◆ **Task statement**
Copy every entry word for word, but skip the pictures.

[Point-based annotation data]
--*--
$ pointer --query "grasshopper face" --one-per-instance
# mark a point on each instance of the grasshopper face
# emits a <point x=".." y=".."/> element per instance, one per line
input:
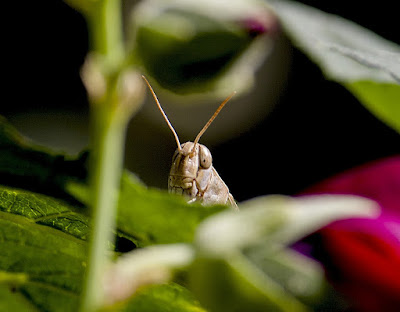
<point x="192" y="173"/>
<point x="191" y="169"/>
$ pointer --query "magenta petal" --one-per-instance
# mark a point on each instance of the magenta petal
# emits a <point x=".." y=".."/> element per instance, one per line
<point x="362" y="256"/>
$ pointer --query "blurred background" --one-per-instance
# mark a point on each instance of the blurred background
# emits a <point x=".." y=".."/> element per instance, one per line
<point x="292" y="130"/>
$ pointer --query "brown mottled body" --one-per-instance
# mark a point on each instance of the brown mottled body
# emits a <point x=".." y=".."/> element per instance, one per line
<point x="192" y="173"/>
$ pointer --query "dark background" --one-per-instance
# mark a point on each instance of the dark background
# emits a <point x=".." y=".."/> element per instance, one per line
<point x="317" y="129"/>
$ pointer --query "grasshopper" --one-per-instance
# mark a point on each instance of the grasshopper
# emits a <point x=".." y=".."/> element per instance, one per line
<point x="192" y="173"/>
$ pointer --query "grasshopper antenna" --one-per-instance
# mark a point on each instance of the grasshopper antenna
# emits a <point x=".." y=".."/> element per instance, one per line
<point x="163" y="113"/>
<point x="212" y="118"/>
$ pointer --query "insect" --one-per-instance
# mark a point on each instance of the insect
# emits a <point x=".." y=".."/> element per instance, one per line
<point x="192" y="173"/>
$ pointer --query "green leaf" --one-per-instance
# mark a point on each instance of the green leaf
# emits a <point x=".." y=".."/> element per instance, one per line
<point x="43" y="255"/>
<point x="382" y="99"/>
<point x="149" y="216"/>
<point x="368" y="65"/>
<point x="29" y="166"/>
<point x="244" y="256"/>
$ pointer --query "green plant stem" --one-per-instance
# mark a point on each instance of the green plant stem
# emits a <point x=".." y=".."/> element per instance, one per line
<point x="105" y="28"/>
<point x="108" y="140"/>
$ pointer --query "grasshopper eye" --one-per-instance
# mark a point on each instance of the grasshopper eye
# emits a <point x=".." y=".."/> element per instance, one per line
<point x="205" y="157"/>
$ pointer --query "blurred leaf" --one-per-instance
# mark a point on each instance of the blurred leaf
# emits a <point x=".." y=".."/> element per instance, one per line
<point x="43" y="252"/>
<point x="382" y="99"/>
<point x="150" y="216"/>
<point x="235" y="284"/>
<point x="186" y="47"/>
<point x="27" y="165"/>
<point x="145" y="216"/>
<point x="142" y="267"/>
<point x="163" y="298"/>
<point x="368" y="65"/>
<point x="243" y="256"/>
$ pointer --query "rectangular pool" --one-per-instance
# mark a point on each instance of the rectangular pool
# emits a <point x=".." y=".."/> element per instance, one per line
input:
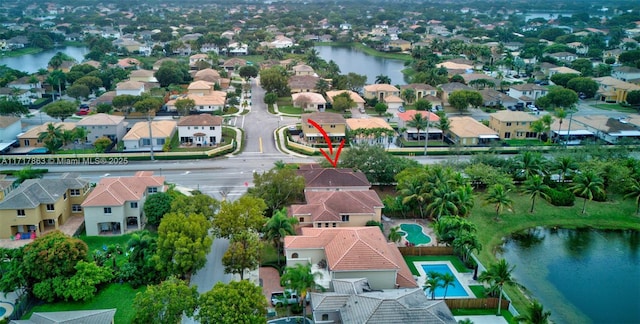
<point x="453" y="291"/>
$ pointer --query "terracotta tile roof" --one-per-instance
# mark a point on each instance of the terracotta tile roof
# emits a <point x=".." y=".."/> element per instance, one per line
<point x="200" y="120"/>
<point x="329" y="206"/>
<point x="101" y="119"/>
<point x="334" y="178"/>
<point x="346" y="248"/>
<point x="408" y="115"/>
<point x="117" y="191"/>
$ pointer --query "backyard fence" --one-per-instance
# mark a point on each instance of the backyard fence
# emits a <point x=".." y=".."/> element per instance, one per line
<point x="476" y="303"/>
<point x="425" y="250"/>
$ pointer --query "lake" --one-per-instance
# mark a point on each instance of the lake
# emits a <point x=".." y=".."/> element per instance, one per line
<point x="581" y="276"/>
<point x="31" y="63"/>
<point x="352" y="60"/>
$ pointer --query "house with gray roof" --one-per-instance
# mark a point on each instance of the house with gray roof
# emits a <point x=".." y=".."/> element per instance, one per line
<point x="41" y="205"/>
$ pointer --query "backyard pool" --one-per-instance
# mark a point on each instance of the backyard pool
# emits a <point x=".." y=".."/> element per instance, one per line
<point x="415" y="234"/>
<point x="457" y="290"/>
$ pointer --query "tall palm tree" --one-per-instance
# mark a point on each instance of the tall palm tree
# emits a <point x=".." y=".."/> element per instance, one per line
--*--
◆ **Result for this exercise**
$ pointer --query "grasshopper face" --one-per-instance
# mark a point on each instance of the grasshopper face
# emits a <point x=".." y=".."/> element per instance, one per line
input:
<point x="192" y="173"/>
<point x="191" y="169"/>
$ pointer --query "magenta petal" --one-per-instance
# mark a point on each instance of the magenta petal
# emits a <point x=".." y=".."/> element per instance, one per line
<point x="362" y="256"/>
$ pointer --query "blurred background" --one-per-instance
# mark a point on each instance of the blurred background
# emits a <point x=".." y=".."/> element per instance, one per line
<point x="292" y="130"/>
$ pointer --query "brown mottled body" --one-per-instance
# mark a point on each instance of the brown mottled body
# emits a <point x=".." y=".."/> element per instance, one per line
<point x="192" y="173"/>
$ pointer --query "dark background" --one-per-instance
# mark a point on each instance of the dark background
# emits a <point x=".." y=".."/> element per instance, one per line
<point x="317" y="129"/>
$ pointer --query "grasshopper" --one-per-instance
# mark a point on each instance of the grasshopper
# emits a <point x=".." y=".."/> element per instance, one per line
<point x="192" y="173"/>
$ pointer --query "grasshopper antenna" --one-per-instance
# mark a point on each instance of the grasshopper antenna
# emits a <point x=".." y=".."/> element per instance, one per line
<point x="163" y="113"/>
<point x="212" y="118"/>
$ pointer --query "insect" --one-per-instance
# mark a point on each instance of the insect
# emits a <point x=".." y=".."/> element per instance, one per line
<point x="192" y="173"/>
$ pointer --query "green leaf" --one-per-instance
# mark a point on each instance of the green leaf
# emits a <point x=".." y=".."/> element per instance, one per line
<point x="43" y="255"/>
<point x="382" y="99"/>
<point x="149" y="216"/>
<point x="368" y="65"/>
<point x="29" y="166"/>
<point x="244" y="256"/>
$ pointer --query "green plant stem" --one-per-instance
# mark a point on each instance of the green plant stem
# emits a <point x=".." y=".."/> element per instance, one per line
<point x="105" y="28"/>
<point x="108" y="140"/>
$ pointer --query "grasshopper eye" --one-per-instance
# mark a point on each instance of the grasshopper eye
# emits a <point x=".." y=".."/> element per instance, one per line
<point x="205" y="157"/>
$ pointer --query "blurred leaf" --one-per-instance
# mark a point on each instance of the blurred leaf
# emits a <point x=".." y=".."/> element per instance, one per line
<point x="43" y="252"/>
<point x="382" y="99"/>
<point x="150" y="216"/>
<point x="235" y="284"/>
<point x="186" y="47"/>
<point x="27" y="165"/>
<point x="145" y="216"/>
<point x="142" y="267"/>
<point x="163" y="298"/>
<point x="368" y="65"/>
<point x="243" y="256"/>
$ pointer --query "rectangular pool" --one-per-instance
# mark a point on each instance of the rectangular pool
# emits a <point x=".." y=".."/> element per instance, one per line
input:
<point x="453" y="291"/>
$ pointer --query "terracotta tile roof" --one-per-instance
# mark a point on each instance of the terracotta tile roof
# emits a <point x=".." y=".."/> element per instance, one per line
<point x="200" y="120"/>
<point x="329" y="206"/>
<point x="101" y="119"/>
<point x="334" y="178"/>
<point x="346" y="248"/>
<point x="408" y="115"/>
<point x="117" y="191"/>
$ pointer --query "backyard fence" --one-per-instance
# mark a point on each instance of the backyard fence
# emits a <point x=".." y=".."/> element per instance, one per line
<point x="476" y="303"/>
<point x="425" y="250"/>
$ pointer --query "lake" --one-per-instance
# mark a point on each instance of the lake
# emits a <point x=".." y=".."/> element per instance, one per line
<point x="581" y="276"/>
<point x="31" y="63"/>
<point x="352" y="60"/>
$ pointer --query "house with gray roof" --one-per-instance
# mark a point on each instance of the house with gray roof
# emits a <point x=".." y=".."/> element per instance, one per line
<point x="41" y="205"/>
$ pointer --query "backyard pool" --one-per-instance
# mark a point on each instance of the backyard pool
# emits a <point x=".." y=".."/> element per instance, one per line
<point x="415" y="234"/>
<point x="457" y="290"/>
$ pointer --query "tall palm tree" --one-per-instance
# mark a point on each instance of the tall palm tree
# emits a <point x=".." y=".."/> element per instance, one per line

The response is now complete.